### YOUR INSTRUCTIONS
Copy out every line in the records below that contains the string "image". Case counts.

### RECORDS FOR THE EXERCISE
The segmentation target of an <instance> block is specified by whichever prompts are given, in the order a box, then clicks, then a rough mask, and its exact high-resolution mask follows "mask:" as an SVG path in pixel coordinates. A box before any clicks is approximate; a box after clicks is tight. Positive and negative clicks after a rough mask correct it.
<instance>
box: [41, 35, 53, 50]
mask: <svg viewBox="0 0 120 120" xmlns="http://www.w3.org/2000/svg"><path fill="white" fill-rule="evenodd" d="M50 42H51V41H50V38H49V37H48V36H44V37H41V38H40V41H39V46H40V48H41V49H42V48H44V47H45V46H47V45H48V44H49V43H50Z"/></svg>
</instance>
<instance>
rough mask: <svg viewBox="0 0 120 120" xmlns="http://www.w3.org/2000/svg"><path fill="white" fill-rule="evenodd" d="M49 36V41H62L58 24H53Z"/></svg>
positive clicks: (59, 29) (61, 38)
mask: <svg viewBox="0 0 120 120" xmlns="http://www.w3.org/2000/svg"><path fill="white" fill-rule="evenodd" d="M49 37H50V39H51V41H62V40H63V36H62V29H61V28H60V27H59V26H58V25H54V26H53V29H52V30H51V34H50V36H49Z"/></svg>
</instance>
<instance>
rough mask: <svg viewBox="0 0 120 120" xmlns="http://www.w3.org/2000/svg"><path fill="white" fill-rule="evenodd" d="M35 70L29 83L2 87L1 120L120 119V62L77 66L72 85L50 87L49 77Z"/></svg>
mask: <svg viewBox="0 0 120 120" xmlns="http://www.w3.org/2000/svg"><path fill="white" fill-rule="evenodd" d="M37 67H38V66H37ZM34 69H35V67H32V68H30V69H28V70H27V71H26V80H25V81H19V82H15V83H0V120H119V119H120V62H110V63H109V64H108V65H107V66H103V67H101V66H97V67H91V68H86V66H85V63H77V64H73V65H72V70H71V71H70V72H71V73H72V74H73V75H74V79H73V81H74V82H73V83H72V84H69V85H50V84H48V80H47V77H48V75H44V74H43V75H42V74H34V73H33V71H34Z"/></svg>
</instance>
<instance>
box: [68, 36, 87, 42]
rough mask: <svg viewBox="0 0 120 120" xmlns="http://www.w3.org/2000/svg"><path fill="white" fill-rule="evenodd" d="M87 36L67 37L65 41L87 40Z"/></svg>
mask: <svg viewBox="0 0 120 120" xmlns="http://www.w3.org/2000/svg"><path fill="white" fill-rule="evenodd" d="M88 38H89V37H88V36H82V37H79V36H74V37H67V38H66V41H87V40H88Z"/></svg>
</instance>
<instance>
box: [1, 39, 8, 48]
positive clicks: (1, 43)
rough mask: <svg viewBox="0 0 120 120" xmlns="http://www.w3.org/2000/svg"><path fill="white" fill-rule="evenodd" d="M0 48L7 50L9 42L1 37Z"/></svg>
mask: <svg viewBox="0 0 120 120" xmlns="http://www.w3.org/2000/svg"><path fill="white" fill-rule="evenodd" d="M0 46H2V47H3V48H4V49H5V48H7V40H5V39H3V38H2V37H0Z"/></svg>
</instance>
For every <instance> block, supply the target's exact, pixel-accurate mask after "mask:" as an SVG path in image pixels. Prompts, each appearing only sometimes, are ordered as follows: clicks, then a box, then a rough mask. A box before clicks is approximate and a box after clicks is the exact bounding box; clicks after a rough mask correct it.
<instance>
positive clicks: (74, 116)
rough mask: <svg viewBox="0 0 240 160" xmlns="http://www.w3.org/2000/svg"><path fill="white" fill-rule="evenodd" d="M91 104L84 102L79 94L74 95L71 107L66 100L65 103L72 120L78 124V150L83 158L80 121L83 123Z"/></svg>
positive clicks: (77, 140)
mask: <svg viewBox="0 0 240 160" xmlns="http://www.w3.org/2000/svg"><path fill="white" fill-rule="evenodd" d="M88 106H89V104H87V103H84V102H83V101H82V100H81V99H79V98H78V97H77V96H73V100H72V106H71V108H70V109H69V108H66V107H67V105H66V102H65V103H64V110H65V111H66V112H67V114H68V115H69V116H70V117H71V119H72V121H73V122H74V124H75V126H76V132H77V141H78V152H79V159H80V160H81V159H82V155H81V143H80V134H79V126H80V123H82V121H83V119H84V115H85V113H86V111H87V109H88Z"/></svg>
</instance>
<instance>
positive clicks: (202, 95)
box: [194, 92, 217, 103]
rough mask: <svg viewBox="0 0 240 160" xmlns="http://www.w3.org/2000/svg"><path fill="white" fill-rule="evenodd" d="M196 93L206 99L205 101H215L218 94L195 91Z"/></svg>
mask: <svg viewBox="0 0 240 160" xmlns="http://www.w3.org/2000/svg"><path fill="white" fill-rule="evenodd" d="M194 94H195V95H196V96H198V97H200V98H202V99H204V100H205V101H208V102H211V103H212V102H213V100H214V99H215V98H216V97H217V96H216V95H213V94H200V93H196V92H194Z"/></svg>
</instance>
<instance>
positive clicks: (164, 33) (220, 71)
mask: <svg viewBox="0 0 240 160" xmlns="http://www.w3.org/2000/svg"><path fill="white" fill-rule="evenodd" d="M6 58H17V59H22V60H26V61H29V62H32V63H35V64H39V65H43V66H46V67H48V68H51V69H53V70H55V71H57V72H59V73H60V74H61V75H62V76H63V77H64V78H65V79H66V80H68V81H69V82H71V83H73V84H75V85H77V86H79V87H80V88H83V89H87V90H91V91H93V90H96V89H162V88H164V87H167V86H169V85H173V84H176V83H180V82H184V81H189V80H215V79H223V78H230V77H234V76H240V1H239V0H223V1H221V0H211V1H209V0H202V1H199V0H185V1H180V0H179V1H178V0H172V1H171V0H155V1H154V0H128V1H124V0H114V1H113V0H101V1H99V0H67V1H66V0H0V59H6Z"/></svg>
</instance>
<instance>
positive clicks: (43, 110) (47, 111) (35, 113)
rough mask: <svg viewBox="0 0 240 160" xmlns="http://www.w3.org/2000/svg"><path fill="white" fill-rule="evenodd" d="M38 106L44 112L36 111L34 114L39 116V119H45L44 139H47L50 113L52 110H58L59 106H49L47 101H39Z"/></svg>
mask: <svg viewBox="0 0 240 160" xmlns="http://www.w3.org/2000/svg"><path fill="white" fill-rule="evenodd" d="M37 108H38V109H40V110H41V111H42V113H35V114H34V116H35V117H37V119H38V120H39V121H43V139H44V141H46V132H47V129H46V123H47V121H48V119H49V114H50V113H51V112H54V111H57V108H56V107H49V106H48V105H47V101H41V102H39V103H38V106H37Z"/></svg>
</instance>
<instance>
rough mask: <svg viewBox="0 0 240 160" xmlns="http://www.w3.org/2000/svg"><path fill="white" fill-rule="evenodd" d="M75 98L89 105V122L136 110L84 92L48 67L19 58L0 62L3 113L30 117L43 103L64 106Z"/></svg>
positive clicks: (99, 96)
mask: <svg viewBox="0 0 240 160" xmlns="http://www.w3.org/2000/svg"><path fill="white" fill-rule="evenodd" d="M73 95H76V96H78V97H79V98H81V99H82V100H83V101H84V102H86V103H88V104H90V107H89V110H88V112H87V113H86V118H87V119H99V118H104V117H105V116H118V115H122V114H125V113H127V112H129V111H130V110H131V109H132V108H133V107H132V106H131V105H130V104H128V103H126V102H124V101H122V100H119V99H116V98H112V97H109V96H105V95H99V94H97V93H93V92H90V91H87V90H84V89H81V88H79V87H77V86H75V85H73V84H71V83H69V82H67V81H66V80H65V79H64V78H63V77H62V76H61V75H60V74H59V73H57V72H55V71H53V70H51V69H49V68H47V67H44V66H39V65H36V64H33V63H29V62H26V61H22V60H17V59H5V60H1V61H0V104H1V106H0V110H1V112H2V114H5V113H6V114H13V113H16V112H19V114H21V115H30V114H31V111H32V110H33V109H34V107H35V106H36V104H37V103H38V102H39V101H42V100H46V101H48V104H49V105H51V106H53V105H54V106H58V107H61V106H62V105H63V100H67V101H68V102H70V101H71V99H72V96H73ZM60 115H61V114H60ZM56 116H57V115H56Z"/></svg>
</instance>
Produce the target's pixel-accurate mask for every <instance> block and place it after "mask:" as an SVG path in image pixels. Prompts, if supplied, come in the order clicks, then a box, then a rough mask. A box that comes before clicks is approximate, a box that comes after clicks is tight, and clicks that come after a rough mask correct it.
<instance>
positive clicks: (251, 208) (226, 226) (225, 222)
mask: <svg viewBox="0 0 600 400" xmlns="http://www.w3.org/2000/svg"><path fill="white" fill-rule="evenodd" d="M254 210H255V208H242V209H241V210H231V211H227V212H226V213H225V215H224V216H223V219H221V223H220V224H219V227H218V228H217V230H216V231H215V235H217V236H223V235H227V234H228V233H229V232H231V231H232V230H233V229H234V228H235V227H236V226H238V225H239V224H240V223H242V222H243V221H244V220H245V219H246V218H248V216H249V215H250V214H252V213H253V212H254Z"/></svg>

### TASK ANSWER
For every <instance> block, supply the target's exact, pixel-accurate mask after "mask:" as an SVG path in image pixels. Prompts, each appearing only sometimes, are ordered as follows: clicks, then a box, then a rough mask. A box before clicks is approximate and a box after clicks is the exact bounding box; clicks after a rough mask correct it.
Produce the target's pixel-accurate mask for every <instance> block and place it after "mask:" as an SVG path in image pixels. Prompts, if supplied, come in the order clicks, then a box, then a rough mask. A box that comes before clicks is approximate, a box that comes after clicks is tight, and clicks that come after a rough mask correct it.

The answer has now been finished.